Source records
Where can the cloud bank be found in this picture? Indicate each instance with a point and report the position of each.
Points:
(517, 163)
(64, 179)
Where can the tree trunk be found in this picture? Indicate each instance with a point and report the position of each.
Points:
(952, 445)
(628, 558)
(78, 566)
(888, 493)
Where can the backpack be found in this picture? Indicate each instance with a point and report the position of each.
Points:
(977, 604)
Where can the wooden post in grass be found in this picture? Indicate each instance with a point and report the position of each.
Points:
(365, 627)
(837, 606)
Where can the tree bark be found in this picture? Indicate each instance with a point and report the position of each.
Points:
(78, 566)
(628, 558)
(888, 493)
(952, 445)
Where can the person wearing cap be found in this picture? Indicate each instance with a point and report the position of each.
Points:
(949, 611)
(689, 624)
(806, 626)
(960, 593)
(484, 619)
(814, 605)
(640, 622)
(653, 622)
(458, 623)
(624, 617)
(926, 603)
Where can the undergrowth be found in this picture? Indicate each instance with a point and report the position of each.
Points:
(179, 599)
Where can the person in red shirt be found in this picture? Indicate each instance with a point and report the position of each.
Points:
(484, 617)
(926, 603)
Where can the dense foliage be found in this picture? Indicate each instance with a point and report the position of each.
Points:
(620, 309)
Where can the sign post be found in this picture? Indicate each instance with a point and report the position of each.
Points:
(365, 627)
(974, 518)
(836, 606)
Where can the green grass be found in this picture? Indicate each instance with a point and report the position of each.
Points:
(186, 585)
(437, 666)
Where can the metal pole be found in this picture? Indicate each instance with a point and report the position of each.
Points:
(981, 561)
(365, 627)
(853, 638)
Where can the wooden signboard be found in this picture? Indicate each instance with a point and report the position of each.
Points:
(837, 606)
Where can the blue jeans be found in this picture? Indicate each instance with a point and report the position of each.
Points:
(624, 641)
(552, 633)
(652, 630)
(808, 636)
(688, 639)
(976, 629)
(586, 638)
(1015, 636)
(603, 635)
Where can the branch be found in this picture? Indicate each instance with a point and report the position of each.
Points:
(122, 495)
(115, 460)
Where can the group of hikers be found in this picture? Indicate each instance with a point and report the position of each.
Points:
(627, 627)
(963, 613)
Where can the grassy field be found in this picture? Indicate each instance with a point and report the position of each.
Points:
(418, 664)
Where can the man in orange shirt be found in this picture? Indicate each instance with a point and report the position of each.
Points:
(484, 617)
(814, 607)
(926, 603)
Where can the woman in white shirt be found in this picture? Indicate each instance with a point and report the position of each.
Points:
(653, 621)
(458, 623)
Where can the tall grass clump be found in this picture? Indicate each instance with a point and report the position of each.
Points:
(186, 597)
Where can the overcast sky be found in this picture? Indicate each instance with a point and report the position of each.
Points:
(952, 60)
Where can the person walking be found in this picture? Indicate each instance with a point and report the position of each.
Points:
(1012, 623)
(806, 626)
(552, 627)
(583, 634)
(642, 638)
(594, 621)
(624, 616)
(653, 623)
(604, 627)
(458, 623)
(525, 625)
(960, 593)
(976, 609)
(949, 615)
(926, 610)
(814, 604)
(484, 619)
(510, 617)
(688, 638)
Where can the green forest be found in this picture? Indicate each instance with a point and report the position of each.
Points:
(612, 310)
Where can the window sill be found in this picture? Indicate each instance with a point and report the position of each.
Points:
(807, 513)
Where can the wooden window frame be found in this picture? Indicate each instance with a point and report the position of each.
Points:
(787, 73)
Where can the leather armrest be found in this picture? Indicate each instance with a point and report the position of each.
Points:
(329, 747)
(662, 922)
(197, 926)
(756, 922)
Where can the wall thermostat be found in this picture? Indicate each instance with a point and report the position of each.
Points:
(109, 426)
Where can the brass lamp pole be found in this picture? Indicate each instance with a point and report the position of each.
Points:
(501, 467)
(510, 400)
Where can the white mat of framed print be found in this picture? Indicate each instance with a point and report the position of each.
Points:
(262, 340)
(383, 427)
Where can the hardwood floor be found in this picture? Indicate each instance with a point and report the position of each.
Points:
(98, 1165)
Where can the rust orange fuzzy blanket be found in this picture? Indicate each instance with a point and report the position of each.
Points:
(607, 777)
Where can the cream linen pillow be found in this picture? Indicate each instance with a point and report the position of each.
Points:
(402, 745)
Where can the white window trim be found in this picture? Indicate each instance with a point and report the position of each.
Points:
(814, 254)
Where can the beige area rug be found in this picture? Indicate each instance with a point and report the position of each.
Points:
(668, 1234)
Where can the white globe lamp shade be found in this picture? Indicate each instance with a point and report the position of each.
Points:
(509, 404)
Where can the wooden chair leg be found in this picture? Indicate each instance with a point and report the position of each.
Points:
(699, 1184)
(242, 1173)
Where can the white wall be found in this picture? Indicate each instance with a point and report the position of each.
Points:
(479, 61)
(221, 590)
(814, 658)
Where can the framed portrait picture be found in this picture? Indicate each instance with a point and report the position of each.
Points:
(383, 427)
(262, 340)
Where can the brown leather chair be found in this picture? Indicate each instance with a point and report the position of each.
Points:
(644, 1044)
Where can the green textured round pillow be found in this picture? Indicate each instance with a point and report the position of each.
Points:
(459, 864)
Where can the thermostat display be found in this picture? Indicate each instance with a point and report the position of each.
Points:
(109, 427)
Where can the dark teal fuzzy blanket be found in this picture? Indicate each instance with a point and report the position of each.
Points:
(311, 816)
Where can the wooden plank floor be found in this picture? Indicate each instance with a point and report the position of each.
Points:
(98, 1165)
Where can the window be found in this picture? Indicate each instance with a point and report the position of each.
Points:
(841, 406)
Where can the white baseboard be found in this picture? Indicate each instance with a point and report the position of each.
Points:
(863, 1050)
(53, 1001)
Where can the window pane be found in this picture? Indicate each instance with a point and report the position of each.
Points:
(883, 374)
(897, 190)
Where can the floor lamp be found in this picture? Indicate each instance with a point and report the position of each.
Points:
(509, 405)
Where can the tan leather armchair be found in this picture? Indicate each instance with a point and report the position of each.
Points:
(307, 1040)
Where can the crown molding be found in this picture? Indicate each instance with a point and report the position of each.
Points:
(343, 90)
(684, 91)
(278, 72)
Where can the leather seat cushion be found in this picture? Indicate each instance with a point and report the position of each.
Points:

Work required: Exactly as shown, repeat every record.

Answer for this exercise:
Where can the cloud bank be found in this picture? Indicate each instance with a point and report the position of each.
Points:
(517, 163)
(64, 179)
Where can the tree trunk be found in this picture? Indicate each instance with a point and report the position of each.
Points:
(952, 445)
(628, 558)
(78, 566)
(888, 493)
Where can the backpack be found in this picture? Indicate each instance with a point and report the position of each.
Points:
(977, 604)
Where can the wooden post in grass be found in this picture? Indicate each instance with a point and report the position of each.
Points:
(365, 627)
(837, 606)
Where can the tree bark be found in this picture? Indicate each instance with a point and report the position of each.
Points:
(78, 566)
(628, 558)
(888, 493)
(952, 445)
Where can the person wearing cap be found in this picture? Indicate each instance with a point and report the position of each.
Points:
(949, 611)
(689, 624)
(806, 626)
(960, 593)
(484, 619)
(814, 605)
(640, 622)
(653, 622)
(458, 623)
(624, 617)
(926, 603)
Where can the undergrowth be found in this picture? Indicate each instance with a point and report the position of each.
Points:
(179, 599)
Where can the person in red shirt be found in this picture? Indicate each instance with a point and report the position of each.
Points:
(484, 617)
(926, 603)
Where can the dense foliage be found in this picture? Indicate each instance with a point and report the position of each.
Points:
(620, 309)
Where can the sign post be found in this picture? Indicate each instance with a point and report the position of each.
Points:
(365, 627)
(974, 518)
(836, 606)
Where can the green grass be found in this picture? Indicate each instance with a point and report the position of each.
Points:
(186, 585)
(437, 666)
Where can the metal pole be found in this picture? Indicate each instance with a point and report the position of each.
Points:
(981, 561)
(365, 627)
(853, 638)
Where can the wooden signboard be found in this picture? Indicate each instance with a point and report the position of each.
Points:
(837, 606)
Where can the blue jeans be found in this picture? Indicate each instance with a point and report the position of each.
Points:
(624, 641)
(552, 633)
(652, 630)
(808, 636)
(688, 639)
(976, 629)
(586, 638)
(1015, 636)
(603, 635)
Where can the branch be found in this picture? Indicate each instance with a point and report the position of each.
Points:
(122, 495)
(115, 460)
Where can the group of hikers be found in this picture? Indicate each instance with a point and report the position of each.
Points:
(627, 627)
(963, 613)
Where can the grassy field be found in this picture? Indicate each instance with a point and report the position of each.
Points:
(418, 664)
Where can the man in orange shirt be found in this picture? Indicate each instance with a point and report the position of each.
Points:
(484, 617)
(814, 607)
(926, 603)
Where can the woman in white shirt be found in this picture? Indicate each instance with a point and report the position of each.
Points:
(653, 621)
(458, 623)
Where can the tall grass clump be found in this picture? Indicate each instance with a point and report the position of each.
Points:
(186, 597)
Where can the overcast sky be found in this picture? Indicate each instance with a point and report the position of each.
Points:
(952, 60)
Where can the person walking be found in this picture? Indicate each instance with a point and report the position of each.
Points:
(1012, 623)
(806, 626)
(552, 627)
(583, 634)
(642, 638)
(594, 621)
(624, 616)
(653, 623)
(604, 627)
(458, 623)
(525, 625)
(960, 593)
(976, 609)
(949, 615)
(926, 610)
(814, 604)
(484, 619)
(510, 617)
(688, 638)
Where can the green forest be found in this picture? Indicate each instance with a point and report the position of each.
Points:
(612, 310)
Where can the window sill be found in this picture? Indicate each instance with a point and report the position of each.
Points:
(807, 513)
Where can the wooden window frame be found in this picture? Indicate each instance with a point and report the position of each.
Points:
(787, 73)
Where can the leather armrest be found in this picture? Indicate each instance with a point and report the position of each.
Points:
(329, 747)
(662, 922)
(197, 926)
(756, 922)
Where can the wall thermostat be found in this picture? Indicate each instance with a point and report the position of each.
Points:
(109, 426)
Where can the brass lamp pole be found in this picture? Indicate each instance with a point and report the position of each.
Points:
(501, 467)
(510, 400)
Where can the white mat of framed print be found in this picture? Indicate each instance with a point and report the position of each.
Points:
(262, 340)
(383, 427)
Where can the hardwood floor be found in this picture? Indicate each instance with a point and report the position of each.
Points:
(98, 1165)
Where can the rust orange fuzzy blanket be found in this picture? Indicate each instance with a point and report the position of each.
Points:
(607, 777)
Where can the cream linen pillow be found in this picture? Indicate each instance with a point and report the position of each.
Points:
(402, 745)
Where can the white window trim be found in this picture? Indicate each instance with a point and report the position of each.
Points:
(814, 254)
Where can the beige area rug be found in this picture? Indicate each instance with a point and report the position of each.
Points:
(668, 1234)
Where can the white globe lamp shade be found in this picture? Indicate each instance with a point and report the position of each.
Points:
(509, 404)
Where can the wooden chair leg be found in this picture? Indicate each instance with a point and report the position of each.
Points:
(699, 1184)
(242, 1173)
Where can the white wall be found in this picture? Indicate each instance with a point and report the position of each.
Points:
(479, 61)
(221, 590)
(814, 658)
Where can the framed portrait picture be found in this picture? Indicate each instance with a point and report the position of each.
Points:
(383, 427)
(262, 340)
Where can the brown leather chair be found in this picture? Indicate each instance with a point and report the position of each.
Points:
(644, 1044)
Where can the green textured round pillow be found in this picture? Indicate each instance with a point and report the position of each.
Points:
(459, 864)
Where can the thermostat display be found in this picture? Indicate each instance with a point and report the position of each.
Points:
(109, 427)
Where can the dark teal fuzzy blanket be found in this picture? Indicate each instance with a point and report the position of each.
Points:
(311, 816)
Where can the wooden plank floor be found in this picture? Indicate each instance with a point and report the position of each.
Points:
(98, 1165)
Where can the window be found in this picture? Indicate each instance with a point and report the position of each.
Points:
(841, 406)
Where can the white baseboard be found in this picture? Indicate each instance with a point and report the position of each.
Points:
(863, 1050)
(53, 1001)
Where can the window pane be found in this picture? Indicate each instance with a point and report the position of each.
Points:
(883, 374)
(897, 190)
Where can the floor lamp be found in this picture? Indicate each instance with a point and report the position of each.
Points:
(509, 405)
Where can the tan leather armchair be found in this picture? Indicate each instance with a point and report the position of each.
Points:
(307, 1040)
Where can the crown molding be found in this picture? Indicate each instance with a point and report the position of each.
Points:
(343, 90)
(684, 91)
(278, 72)
Where can the leather seat cushion be found in this picture? Indicate each instance with a point and report the position of each.
Points:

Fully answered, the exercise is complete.